> _What the task asks_
Could you please retype all of the entries exactly as they appear?

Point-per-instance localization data

• • • • • • •

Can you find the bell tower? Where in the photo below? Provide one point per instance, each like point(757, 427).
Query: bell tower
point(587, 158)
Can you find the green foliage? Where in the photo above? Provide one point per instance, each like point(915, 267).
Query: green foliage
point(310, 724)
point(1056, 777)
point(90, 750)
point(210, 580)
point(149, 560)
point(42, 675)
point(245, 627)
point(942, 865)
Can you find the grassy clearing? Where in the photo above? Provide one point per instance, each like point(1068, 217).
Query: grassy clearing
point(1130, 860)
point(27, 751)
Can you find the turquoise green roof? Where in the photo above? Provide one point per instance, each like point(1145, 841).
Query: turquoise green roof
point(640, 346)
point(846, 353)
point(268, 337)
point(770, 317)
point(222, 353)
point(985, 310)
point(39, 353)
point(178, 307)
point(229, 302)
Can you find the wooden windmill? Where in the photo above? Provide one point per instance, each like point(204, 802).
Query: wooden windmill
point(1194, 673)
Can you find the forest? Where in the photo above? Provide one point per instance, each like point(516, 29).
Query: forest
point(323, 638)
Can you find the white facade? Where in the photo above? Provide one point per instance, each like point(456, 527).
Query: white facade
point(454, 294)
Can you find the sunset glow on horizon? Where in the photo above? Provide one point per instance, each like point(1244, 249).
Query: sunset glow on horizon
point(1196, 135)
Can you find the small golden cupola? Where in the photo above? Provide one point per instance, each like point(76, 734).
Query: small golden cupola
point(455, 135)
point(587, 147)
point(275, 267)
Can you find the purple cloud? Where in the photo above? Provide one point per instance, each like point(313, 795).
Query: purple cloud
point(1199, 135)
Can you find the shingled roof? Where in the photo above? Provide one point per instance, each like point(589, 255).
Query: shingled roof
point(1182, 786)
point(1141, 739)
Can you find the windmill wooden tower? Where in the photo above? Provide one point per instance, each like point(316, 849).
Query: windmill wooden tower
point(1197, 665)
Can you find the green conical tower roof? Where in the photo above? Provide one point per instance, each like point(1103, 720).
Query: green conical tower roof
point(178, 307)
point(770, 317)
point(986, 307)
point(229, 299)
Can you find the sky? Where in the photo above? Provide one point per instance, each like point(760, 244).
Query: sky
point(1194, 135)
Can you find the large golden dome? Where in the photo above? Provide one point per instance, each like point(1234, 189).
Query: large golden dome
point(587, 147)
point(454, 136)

• • • • • • •

> _Solved problem_
Can you find the bell tower? Where in the photo below? Provide one point per instance, each like point(757, 427).
Query: bell tower
point(587, 158)
Can you find the green foliage? Where in the photo above? Provide one point per instance, each like point(915, 267).
Query: green foliage
point(310, 724)
point(1056, 777)
point(90, 750)
point(210, 580)
point(149, 560)
point(42, 675)
point(245, 627)
point(942, 865)
Can you find the grassy clearing? Where in the photo above? Provide one point per instance, each like point(1068, 217).
Query: grassy clearing
point(1130, 860)
point(27, 751)
Can you find the turquoise green roof? Where in the photo above? Provide one point per instance, each like point(1145, 841).
Query: turquoise green roof
point(640, 346)
point(846, 353)
point(268, 337)
point(770, 317)
point(222, 353)
point(985, 310)
point(39, 353)
point(178, 307)
point(229, 302)
Can you find the wooden windmill? Where in the photo above? Provide one point per instance, each like point(204, 802).
Query: wooden windmill
point(1194, 673)
Can you find the forest? Where in the photo above? Provide one point per instance, each like point(516, 29).
Query: forest
point(323, 638)
Can you find the white facade? Where in the photo above? Provide one point per instance, each like point(456, 527).
Query: white facade
point(454, 294)
Can you find the sunset glow on horizon? Where in the photo above? Provide one point per instance, each like point(1244, 249).
Query: sunset glow on horizon
point(1196, 135)
Can you find the small golden cupola? Where in the photo above? Provide one point per instance, each like point(76, 734).
Query: small golden cupola
point(455, 135)
point(587, 147)
point(275, 267)
Can you find the purple cloud? Where in the photo above? Provide one point per instance, each like point(313, 795).
Query: purple cloud
point(1199, 135)
Can you find the shingled roof? Where in the photo above? Provide one point per instance, each like point(589, 255).
Query: shingled roof
point(1182, 786)
point(1141, 739)
Can you find the windmill wooden tower? Where in the photo above? Provide one point per instance, each like point(316, 849).
Query: windmill wooden tower
point(1197, 665)
Can you find the green conical tower roof? Where in the photo above? Provide one point per instance, each like point(1103, 720).
Query: green conical tower roof
point(178, 307)
point(770, 317)
point(986, 307)
point(229, 299)
Can you find the sky? Where in the photo above? Provide one point per instance, each like point(760, 244).
Query: sky
point(1194, 135)
Can you find the large golden dome? Where in the photo above? Provide one point per instance, each like point(1234, 189).
Query: large golden dome
point(587, 147)
point(454, 136)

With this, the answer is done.